-- start of DOCUMENT SEGMENT --

Introduction
The ability for an application to retry is essential in order to recover from transient errors such as network connection failures rather than simply failing the processing. When a flow is triggered by the consumption of an event, then the consumer should be configured to retry on such retryable exceptions. However there are a number of factors and pitfalls to consider with consumer retry, which this article explores.
Retryable Exceptions
There are many situations where retrying an action that threw an exception may result in a success. Examples include:
If such exceptions are simply allowed to fail the process, perhaps writing an event to the dead-letter topic, then the system is brittle, and much time and effort will be spent subsequently trying to replay, or retrospectively fix, events that have failed.
Retry Considerations
Retryable exceptions should not simply be caught and retried indefinitely. Instead there are a number of issues to consider when configuring consumer retry, including:
Retry Period Factors
Analysis is required to determine how long retryable exceptions should be retried. If the retry period is too short then this may not allow sufficient time for the problem to be rectified. For example, a third party service might go offline for several hours.

-- end of DOCUMENT SEGMENT --

YOUR INSTRUCTIONS ::
Reproduce the passage of the article on consumer retry starting at "Retry Considerations" and ending at "for several hours.". Rely only on the article on consumer retry for what follows.

-- start of DATA EXTRACT --

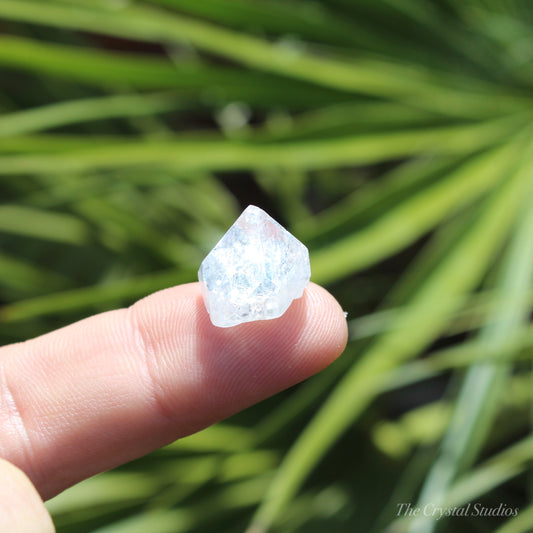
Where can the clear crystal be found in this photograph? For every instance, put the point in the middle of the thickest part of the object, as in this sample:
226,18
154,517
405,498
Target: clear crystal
254,272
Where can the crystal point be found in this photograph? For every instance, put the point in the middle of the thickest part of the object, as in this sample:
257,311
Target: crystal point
254,272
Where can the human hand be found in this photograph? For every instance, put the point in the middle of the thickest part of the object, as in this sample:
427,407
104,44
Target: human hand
70,400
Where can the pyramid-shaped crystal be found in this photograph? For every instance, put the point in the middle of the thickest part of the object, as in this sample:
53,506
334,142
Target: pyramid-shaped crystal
254,272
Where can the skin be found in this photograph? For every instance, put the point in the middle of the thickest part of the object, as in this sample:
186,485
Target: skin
146,375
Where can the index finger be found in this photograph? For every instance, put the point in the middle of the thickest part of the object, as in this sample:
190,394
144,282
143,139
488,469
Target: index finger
117,385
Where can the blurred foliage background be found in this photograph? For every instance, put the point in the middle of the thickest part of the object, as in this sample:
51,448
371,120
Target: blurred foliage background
393,137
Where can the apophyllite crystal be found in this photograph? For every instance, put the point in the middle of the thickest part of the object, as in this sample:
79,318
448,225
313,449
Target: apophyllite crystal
254,272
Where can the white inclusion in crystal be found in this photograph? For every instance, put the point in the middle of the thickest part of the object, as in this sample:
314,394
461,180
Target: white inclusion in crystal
254,272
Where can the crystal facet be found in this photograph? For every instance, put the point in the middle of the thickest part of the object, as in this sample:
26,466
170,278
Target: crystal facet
254,272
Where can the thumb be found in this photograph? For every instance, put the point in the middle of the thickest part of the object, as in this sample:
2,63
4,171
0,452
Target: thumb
21,507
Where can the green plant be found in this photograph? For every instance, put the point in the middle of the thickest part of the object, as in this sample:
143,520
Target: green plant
392,137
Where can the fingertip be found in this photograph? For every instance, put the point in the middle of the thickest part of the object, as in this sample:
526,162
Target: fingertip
327,323
22,509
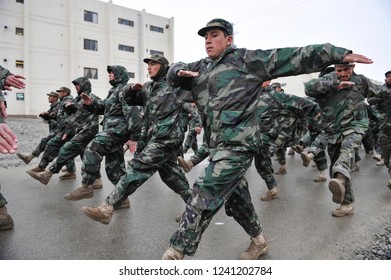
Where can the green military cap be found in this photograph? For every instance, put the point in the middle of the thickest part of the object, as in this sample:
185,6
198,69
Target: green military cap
216,23
157,58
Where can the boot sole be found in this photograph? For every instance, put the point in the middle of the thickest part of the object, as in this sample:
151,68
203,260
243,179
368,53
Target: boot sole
86,211
36,177
337,191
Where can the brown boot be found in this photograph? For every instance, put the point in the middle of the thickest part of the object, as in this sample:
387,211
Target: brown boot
173,254
282,170
97,184
125,204
186,165
307,157
43,177
271,194
6,221
321,177
337,187
68,175
83,192
37,169
25,158
343,210
257,248
102,213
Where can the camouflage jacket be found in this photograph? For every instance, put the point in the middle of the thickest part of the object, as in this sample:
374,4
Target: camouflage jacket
382,101
274,107
162,112
344,111
118,115
228,87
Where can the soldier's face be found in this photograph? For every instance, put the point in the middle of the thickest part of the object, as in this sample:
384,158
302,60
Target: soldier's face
153,68
388,79
344,72
216,42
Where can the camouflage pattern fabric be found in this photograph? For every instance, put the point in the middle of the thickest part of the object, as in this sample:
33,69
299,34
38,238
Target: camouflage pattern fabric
159,142
226,92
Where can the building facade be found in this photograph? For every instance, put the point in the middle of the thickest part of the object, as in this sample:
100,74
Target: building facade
52,42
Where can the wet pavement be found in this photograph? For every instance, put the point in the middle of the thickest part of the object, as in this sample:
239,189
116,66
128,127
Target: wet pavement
298,225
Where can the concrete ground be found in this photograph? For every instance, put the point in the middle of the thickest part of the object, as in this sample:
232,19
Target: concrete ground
298,225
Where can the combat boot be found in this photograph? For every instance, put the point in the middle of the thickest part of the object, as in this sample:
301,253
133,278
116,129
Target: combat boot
271,194
68,175
343,210
173,254
83,192
6,221
257,248
282,170
125,204
186,165
307,157
25,158
102,213
337,187
97,184
321,177
37,169
43,177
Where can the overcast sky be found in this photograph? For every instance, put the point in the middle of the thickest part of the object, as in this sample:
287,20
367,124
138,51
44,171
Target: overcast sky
360,25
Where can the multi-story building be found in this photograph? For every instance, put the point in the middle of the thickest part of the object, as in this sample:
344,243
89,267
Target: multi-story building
52,42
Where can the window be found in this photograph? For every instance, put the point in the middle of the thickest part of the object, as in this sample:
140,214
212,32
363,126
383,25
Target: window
19,64
156,29
19,31
90,45
90,16
152,52
125,48
125,22
91,73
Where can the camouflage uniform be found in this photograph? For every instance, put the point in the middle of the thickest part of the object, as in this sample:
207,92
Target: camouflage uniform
161,137
86,126
346,121
232,83
383,102
121,122
65,121
273,107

-- end of DATA EXTRACT --

REPLY TO THE EXERCISE ::
Retry Considerations
Retryable exceptions should not simply be caught and retried indefinitely. Instead there are a number of issues to consider when configuring consumer retry, including:
Retry Period Factors
Analysis is required to determine how long retryable exceptions should be retried. If the retry period is too short then this may not allow sufficient time for the problem to be rectified. For example, a third party service might go offline for several hours.